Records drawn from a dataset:
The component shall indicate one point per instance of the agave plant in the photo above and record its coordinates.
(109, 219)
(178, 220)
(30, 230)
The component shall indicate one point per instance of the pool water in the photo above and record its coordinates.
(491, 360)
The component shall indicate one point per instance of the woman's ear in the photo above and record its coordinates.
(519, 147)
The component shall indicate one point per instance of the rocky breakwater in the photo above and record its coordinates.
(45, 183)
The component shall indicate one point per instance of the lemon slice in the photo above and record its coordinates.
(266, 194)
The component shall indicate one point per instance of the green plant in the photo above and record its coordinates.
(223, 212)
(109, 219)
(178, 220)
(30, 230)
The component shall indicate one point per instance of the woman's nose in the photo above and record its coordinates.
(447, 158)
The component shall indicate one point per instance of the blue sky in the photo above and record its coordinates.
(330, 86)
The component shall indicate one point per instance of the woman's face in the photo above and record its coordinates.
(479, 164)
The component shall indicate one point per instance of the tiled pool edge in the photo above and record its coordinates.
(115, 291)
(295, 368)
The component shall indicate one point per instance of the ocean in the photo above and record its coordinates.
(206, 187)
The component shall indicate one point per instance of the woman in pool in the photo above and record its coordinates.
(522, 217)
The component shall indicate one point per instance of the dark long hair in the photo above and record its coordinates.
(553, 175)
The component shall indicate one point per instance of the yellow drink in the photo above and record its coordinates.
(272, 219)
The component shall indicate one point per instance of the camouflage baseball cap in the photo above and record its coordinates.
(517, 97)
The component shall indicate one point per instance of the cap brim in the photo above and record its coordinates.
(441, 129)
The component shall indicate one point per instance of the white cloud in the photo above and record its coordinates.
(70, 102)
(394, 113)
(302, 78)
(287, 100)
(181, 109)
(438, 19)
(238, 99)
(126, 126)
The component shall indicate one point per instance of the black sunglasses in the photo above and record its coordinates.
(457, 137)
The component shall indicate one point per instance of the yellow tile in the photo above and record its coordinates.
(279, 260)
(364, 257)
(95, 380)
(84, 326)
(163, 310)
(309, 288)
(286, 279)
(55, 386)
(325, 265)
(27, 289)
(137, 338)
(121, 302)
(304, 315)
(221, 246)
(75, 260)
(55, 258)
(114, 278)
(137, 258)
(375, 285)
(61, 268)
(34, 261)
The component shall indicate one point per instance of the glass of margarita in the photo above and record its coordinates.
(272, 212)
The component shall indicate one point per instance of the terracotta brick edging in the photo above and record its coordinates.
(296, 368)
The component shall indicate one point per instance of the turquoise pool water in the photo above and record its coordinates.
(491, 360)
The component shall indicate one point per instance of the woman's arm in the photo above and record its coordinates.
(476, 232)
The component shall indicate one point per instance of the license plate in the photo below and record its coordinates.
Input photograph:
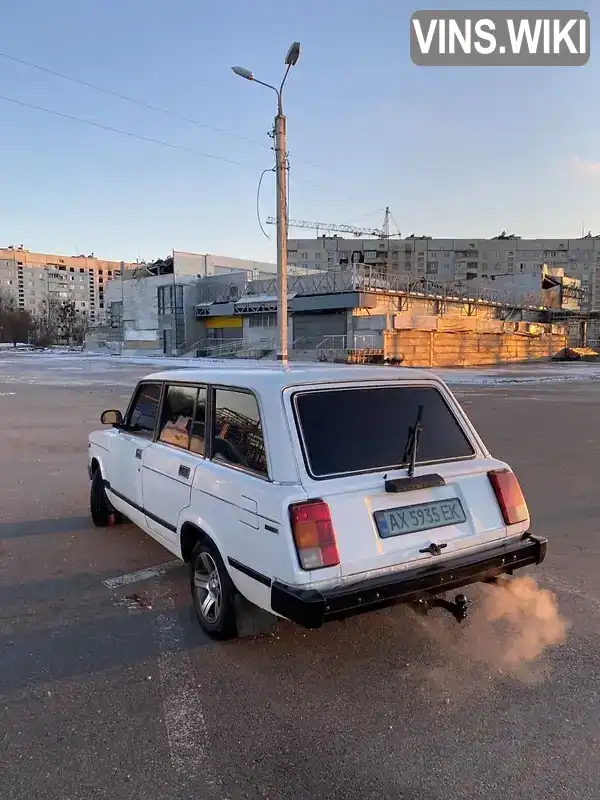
(421, 517)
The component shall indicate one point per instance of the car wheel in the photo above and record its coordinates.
(213, 592)
(100, 508)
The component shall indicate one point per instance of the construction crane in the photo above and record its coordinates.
(327, 227)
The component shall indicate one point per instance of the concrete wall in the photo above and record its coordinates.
(208, 264)
(469, 348)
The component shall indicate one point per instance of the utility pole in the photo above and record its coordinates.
(281, 167)
(282, 231)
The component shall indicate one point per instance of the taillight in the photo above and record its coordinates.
(509, 495)
(314, 535)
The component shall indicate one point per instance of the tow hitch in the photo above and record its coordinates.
(458, 608)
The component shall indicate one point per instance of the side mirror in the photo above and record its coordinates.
(111, 418)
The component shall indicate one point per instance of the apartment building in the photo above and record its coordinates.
(504, 262)
(33, 278)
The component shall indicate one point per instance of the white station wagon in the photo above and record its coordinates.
(313, 492)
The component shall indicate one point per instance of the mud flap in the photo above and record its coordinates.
(251, 620)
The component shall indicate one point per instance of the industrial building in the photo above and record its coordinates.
(507, 264)
(150, 307)
(352, 313)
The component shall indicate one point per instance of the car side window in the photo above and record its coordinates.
(198, 433)
(144, 410)
(238, 436)
(177, 415)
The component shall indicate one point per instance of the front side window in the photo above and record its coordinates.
(347, 431)
(177, 415)
(144, 410)
(238, 437)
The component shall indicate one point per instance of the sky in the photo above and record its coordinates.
(454, 152)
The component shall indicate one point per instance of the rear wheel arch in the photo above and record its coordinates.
(189, 537)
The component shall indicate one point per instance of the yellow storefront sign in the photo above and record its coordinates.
(224, 322)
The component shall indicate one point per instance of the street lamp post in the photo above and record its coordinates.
(281, 198)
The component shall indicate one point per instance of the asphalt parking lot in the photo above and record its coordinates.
(112, 691)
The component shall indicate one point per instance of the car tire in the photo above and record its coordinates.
(213, 592)
(100, 508)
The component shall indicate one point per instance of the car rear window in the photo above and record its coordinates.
(363, 430)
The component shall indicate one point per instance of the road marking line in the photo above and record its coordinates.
(187, 732)
(141, 575)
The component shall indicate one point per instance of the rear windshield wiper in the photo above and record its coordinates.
(412, 443)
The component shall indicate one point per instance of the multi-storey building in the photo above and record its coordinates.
(508, 258)
(34, 278)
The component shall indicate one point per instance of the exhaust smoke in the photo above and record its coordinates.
(512, 624)
(526, 616)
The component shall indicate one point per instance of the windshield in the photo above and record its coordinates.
(362, 430)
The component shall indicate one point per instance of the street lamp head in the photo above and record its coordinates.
(293, 54)
(243, 73)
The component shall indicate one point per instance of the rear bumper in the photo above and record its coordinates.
(311, 608)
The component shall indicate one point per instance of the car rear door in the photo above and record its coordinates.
(353, 442)
(124, 473)
(170, 462)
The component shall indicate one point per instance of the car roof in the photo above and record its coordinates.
(260, 376)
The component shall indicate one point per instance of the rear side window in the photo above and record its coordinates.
(238, 437)
(177, 415)
(363, 430)
(144, 409)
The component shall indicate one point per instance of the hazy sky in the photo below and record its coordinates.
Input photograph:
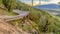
(42, 1)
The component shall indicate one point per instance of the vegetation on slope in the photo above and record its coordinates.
(38, 18)
(44, 22)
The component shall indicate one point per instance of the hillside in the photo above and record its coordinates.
(40, 18)
(38, 21)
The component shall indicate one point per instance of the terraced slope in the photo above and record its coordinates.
(6, 28)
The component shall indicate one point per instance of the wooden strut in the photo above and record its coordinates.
(27, 18)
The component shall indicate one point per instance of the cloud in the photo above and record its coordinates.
(52, 1)
(42, 2)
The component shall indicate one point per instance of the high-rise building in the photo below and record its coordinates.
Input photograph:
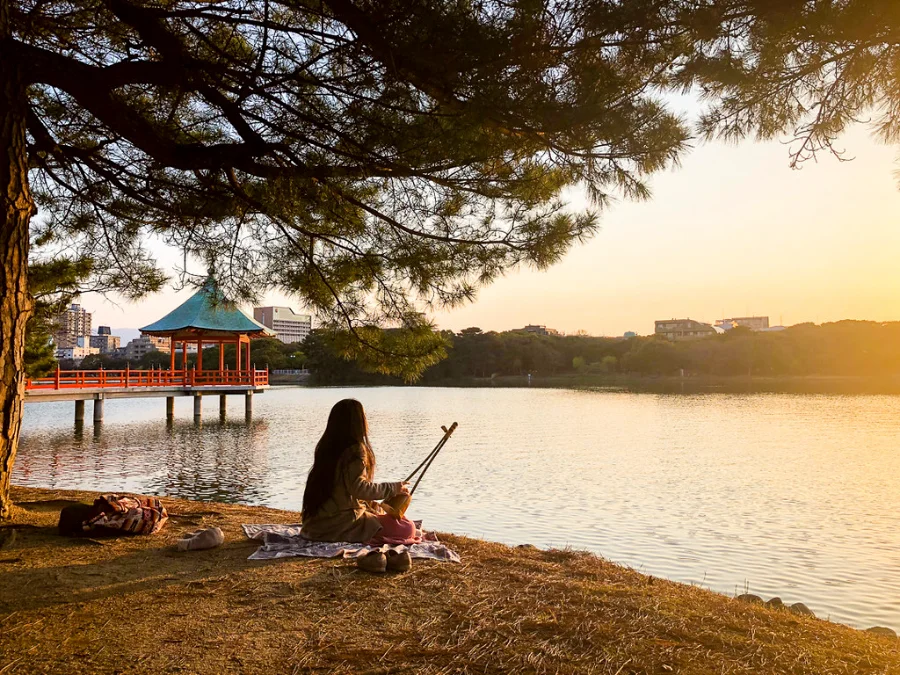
(287, 324)
(539, 330)
(105, 342)
(143, 345)
(71, 324)
(683, 329)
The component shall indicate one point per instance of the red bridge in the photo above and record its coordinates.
(205, 318)
(143, 379)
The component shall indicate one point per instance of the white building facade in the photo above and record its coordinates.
(287, 324)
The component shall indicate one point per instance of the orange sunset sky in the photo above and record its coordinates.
(732, 231)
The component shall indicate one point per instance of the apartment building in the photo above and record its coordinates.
(676, 330)
(71, 324)
(288, 325)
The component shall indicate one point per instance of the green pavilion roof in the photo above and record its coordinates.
(207, 312)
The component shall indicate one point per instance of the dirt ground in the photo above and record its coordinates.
(136, 605)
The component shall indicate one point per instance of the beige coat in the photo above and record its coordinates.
(344, 516)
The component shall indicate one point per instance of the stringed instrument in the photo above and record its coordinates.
(396, 506)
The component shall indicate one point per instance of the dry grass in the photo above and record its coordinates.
(138, 606)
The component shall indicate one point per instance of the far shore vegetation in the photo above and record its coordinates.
(845, 355)
(840, 357)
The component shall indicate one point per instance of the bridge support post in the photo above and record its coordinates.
(98, 408)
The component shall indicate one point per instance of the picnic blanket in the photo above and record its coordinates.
(285, 541)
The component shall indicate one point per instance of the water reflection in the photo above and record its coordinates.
(786, 495)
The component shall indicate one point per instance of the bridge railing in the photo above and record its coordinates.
(99, 379)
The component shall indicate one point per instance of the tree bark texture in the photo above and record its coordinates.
(16, 209)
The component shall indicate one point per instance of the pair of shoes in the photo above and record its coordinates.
(374, 562)
(399, 562)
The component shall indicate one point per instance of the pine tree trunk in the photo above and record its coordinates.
(16, 209)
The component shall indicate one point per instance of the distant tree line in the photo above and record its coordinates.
(862, 348)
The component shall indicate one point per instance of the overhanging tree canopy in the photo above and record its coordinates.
(378, 157)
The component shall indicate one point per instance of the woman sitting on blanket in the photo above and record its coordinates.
(339, 503)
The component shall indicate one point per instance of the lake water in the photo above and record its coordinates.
(789, 495)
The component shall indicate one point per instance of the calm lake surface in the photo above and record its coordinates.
(790, 495)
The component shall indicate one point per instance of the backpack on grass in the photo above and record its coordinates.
(113, 515)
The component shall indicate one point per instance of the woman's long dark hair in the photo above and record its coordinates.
(347, 427)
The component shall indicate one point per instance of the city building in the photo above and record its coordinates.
(77, 351)
(683, 329)
(139, 347)
(539, 330)
(287, 324)
(751, 322)
(105, 342)
(71, 324)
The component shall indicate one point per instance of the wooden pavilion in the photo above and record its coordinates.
(208, 318)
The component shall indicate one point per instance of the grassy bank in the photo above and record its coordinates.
(137, 606)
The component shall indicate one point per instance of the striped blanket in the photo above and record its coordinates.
(285, 541)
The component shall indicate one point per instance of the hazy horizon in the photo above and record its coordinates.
(817, 244)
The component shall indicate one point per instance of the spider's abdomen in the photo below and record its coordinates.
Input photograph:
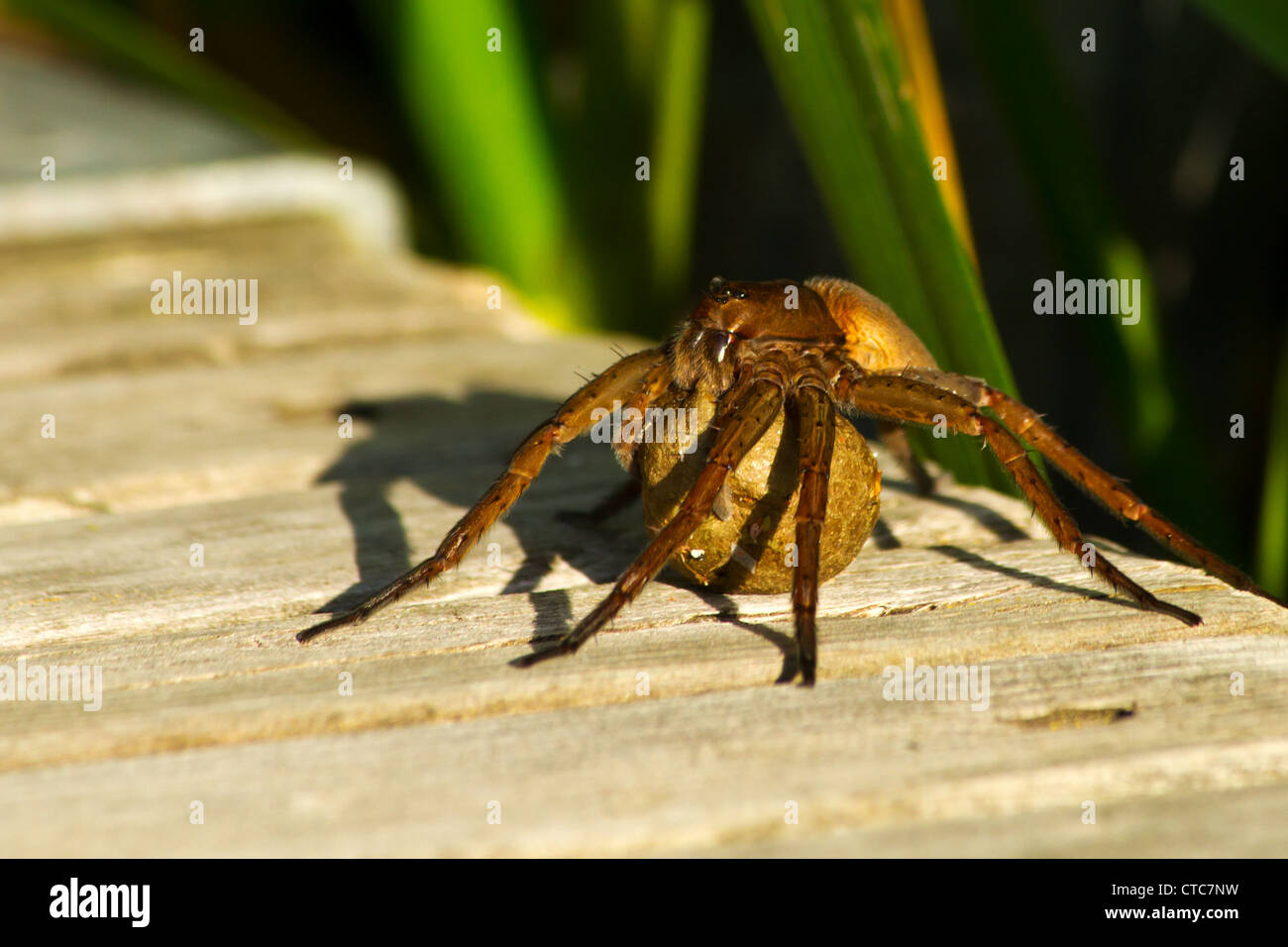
(748, 543)
(875, 337)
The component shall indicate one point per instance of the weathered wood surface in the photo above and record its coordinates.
(193, 429)
(227, 436)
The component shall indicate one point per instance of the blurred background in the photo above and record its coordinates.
(789, 138)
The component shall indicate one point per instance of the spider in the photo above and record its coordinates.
(768, 352)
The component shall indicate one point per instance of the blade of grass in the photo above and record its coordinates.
(1261, 25)
(1055, 147)
(677, 133)
(909, 18)
(863, 142)
(1273, 530)
(480, 121)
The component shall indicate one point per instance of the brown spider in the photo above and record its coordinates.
(760, 350)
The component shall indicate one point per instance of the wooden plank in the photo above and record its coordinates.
(235, 445)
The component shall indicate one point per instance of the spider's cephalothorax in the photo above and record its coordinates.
(781, 361)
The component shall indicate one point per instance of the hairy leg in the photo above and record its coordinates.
(911, 399)
(1102, 486)
(816, 436)
(739, 427)
(896, 438)
(572, 419)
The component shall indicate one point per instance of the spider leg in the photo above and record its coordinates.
(739, 427)
(816, 436)
(645, 368)
(1099, 484)
(911, 399)
(896, 438)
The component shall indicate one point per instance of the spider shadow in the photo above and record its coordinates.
(430, 441)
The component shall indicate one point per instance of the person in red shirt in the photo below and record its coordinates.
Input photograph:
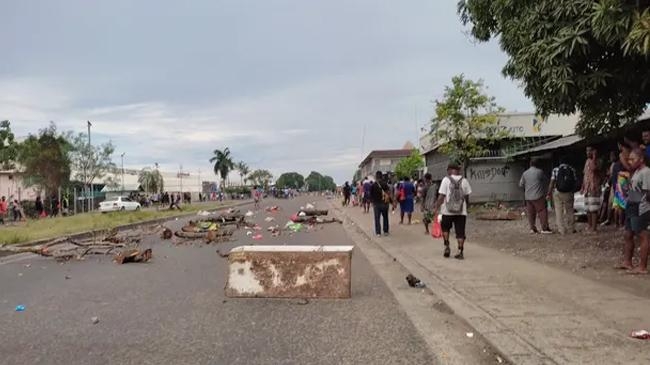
(3, 209)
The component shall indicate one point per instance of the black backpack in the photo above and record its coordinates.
(565, 181)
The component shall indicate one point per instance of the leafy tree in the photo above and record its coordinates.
(317, 182)
(243, 169)
(261, 177)
(8, 147)
(408, 166)
(151, 180)
(223, 164)
(573, 55)
(292, 180)
(45, 159)
(466, 120)
(90, 162)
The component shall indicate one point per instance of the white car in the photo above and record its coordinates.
(120, 204)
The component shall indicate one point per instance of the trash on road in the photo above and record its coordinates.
(640, 335)
(414, 282)
(133, 255)
(167, 234)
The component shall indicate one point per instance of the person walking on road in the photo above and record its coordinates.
(637, 214)
(381, 200)
(367, 185)
(346, 194)
(535, 186)
(591, 188)
(3, 209)
(407, 202)
(453, 198)
(429, 197)
(564, 183)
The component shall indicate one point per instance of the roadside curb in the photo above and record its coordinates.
(513, 348)
(87, 234)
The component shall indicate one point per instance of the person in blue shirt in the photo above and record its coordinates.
(645, 136)
(407, 199)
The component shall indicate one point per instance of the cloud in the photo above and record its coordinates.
(279, 84)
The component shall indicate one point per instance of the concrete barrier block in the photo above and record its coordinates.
(289, 272)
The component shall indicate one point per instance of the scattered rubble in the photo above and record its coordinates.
(414, 282)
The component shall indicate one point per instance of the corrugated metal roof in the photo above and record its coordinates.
(558, 143)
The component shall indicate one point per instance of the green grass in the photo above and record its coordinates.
(56, 227)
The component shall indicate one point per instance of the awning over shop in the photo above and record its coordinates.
(558, 143)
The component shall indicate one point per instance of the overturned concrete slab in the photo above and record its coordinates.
(289, 272)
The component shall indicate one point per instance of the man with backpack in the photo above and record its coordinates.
(453, 198)
(381, 200)
(564, 183)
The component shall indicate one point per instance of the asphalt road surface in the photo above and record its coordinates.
(172, 311)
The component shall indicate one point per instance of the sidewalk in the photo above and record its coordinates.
(532, 313)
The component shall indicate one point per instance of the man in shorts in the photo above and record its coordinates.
(453, 198)
(637, 214)
(591, 188)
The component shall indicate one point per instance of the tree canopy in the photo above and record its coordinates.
(408, 166)
(466, 120)
(572, 55)
(8, 147)
(223, 163)
(45, 159)
(292, 180)
(90, 162)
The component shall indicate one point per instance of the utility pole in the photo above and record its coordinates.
(122, 155)
(90, 164)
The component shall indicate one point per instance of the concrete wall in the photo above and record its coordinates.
(12, 184)
(495, 180)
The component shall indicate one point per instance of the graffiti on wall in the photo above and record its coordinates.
(488, 173)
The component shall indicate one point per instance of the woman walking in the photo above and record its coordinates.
(407, 199)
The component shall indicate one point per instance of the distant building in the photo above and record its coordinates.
(495, 175)
(382, 160)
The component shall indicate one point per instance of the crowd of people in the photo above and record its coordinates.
(615, 193)
(385, 193)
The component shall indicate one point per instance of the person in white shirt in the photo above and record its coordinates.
(453, 198)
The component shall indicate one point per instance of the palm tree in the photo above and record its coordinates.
(222, 164)
(243, 169)
(151, 180)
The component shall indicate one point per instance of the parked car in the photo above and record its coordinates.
(120, 204)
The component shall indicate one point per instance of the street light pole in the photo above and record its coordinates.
(122, 155)
(90, 163)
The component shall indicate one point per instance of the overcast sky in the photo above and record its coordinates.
(287, 85)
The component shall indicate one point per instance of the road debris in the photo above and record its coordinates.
(167, 234)
(133, 255)
(414, 282)
(640, 335)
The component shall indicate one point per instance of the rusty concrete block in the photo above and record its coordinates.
(289, 272)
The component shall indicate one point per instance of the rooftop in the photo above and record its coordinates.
(386, 154)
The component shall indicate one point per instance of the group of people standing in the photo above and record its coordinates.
(616, 194)
(450, 199)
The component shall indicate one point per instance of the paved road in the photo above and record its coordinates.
(172, 311)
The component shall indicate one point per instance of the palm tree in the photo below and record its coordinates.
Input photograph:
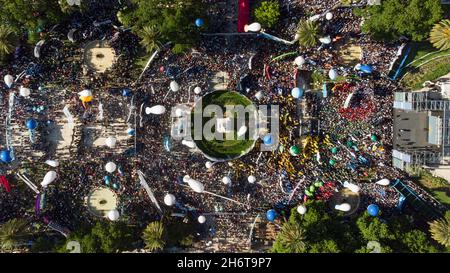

* WHAT YOU WILL DO *
Among the lines above, which ones hold the string "below"? Show them.

* EXERCISE RESULT *
The component shall indicate one point per instance of the license plate in the photo below and record its coordinates.
The component shall indicate one point per instance of the hazy sky in the photo below and record its coordinates.
The component shall indicate one point per instance of the high-rise building in the photo below and record its coordinates.
The component shall indicate one point per instance of the spider's abdomen in the photo below and record its coordinates.
The component shall indicate one point per instance of the person in red shirt in the photo below and record its coordinates.
The component shall indicate one point per instance of the palm tree in the photo below and record its coordinates.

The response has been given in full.